#### Text extract:
========================================================================

These documentary evidences repeat what the witnesses stated in court. The only additions are that; (1) the robbery at the Ela Beach Hotel was by a gang of four; and (2) that an account of a possible alibi was given by Steven Haiveta, of being at his parents’ in-laws house at Godorns. There is no evidence of this possible alibi been checked and ruled out against him by the police.


Defence evidence


In your defence, each of you gave a short sworn testimony. Steven Hiaveta, you repeated the story you gave to the police during your record of interview and elaborated on that. You said you were at your parents in-law’s residence as your wife and their daughter had given birth to a child on the 24th of July 2000. You were arrested by Police on the 26th of July 2000, near the Gordons market as you were on your way to pick up something your wife had asked you to collect for her. You did not go with anybody but was apprehended with some other boys and brought to the Godorns Police Station before you were arrested and charged for the robbery. At that time, the police discovered and got from you a sum of K5.20 in coins. That was part of your bus fair.


Hilary Selan gave a story similar to that of Mr. Haiveta. You said your wife also gave birth to a child on the 25th of July 2000, and you were with your wife on the 26th of July 2000, at Waigani. You then went shopping for your newborn baby, equipped with K420.00 from your wife. You did not buy anything and were heading to the Gordons bus stop to catch a PMV home when you were apprehended with several others and brought to the Gordons Police Station. There you were arrested and charged for a robbery at the Ela Beach Hotel earlier that day. Police took the money on you and neither yourself nor your wife has done anything about it.


Your story was not told to the police either at the time of your arrest or during your record of interview. This was necessary for the police to check out your story and see if it is true. If it was true, they could have let you go. However, your failure to tell your story denied the police of that opportunity. Also you did not put your case to the State’s witness in cross-examination for them to comment in fairness. You have therefore, told your story in Court for the first time. The law requires me to and I do view your evidence or story as recent inventions and therefore unreliable in this kind of circumstances: see John Jaminan v. The State (N0.2) [1983] PNGLR 318, following Browne v Dunn (1893) 6 R 67(HL). I therefore reject the whole of your evidence.


Eliaza Gauka, you said you were with your an aunt at Gordons on the day of the robbery. From there you went to see your parents at Gerehu. Your mother gave you K50.00 for your cigarettes. You then went to Gordons and went into one of the shops near the Gordons Market and bought a drink. After that you were heading for the market through the Sogeri bus stop. Whilst there, police apprehended you with several others and were taken to the Gordons Police Station.

========================================================================

#### Supplied data:
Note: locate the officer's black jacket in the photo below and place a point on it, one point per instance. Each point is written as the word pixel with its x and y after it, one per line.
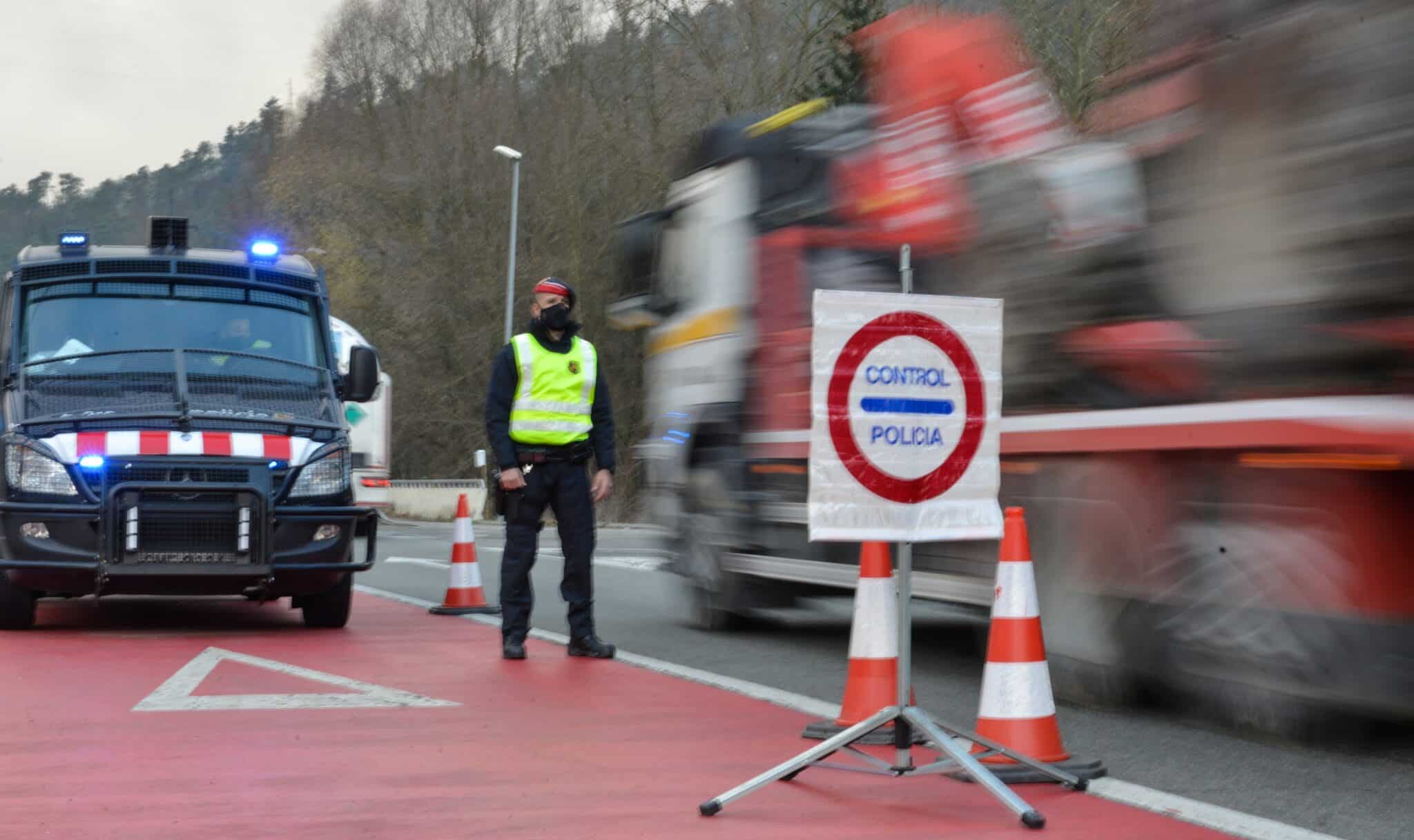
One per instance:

========================================================================

#### Written request 1:
Repeat the judgment excerpt from "Your story was" up to and including "of your evidence.".
#### Written request 2:
Does the judgment excerpt agree with each of these statements? Answer yes or no for each and quote the words of the excerpt that decide it. (a) Hilary Selan's wife gave birth on the 25th of July 2000. (b) Eliaza Gauka's mother gave him K420.00. (c) A gang of four carried out the robbery at the Ela Beach Hotel.

#### Worked solution 1:
Your story was not told to the police either at the time of your arrest or during your record of interview. This was necessary for the police to check out your story and see if it is true. If it was true, they could have let you go. However, your failure to tell your story denied the police of that opportunity. Also you did not put your case to the State’s witness in cross-examination for them to comment in fairness. You have therefore, told your story in Court for the first time. The law requires me to and I do view your evidence or story as recent inventions and therefore unreliable in this kind of circumstances: see John Jaminan v. The State (N0.2) [1983] PNGLR 318, following Browne v Dunn (1893) 6 R 67(HL). I therefore reject the whole of your evidence.

#### Worked solution 2:
(a) Yes: "You said your wife also gave birth to a child on the 25th of July 2000"
(b) No: "Your mother gave you K50.00 for your cigarettes."
(c) Yes: "the robbery at the Ela Beach Hotel was by a gang of four"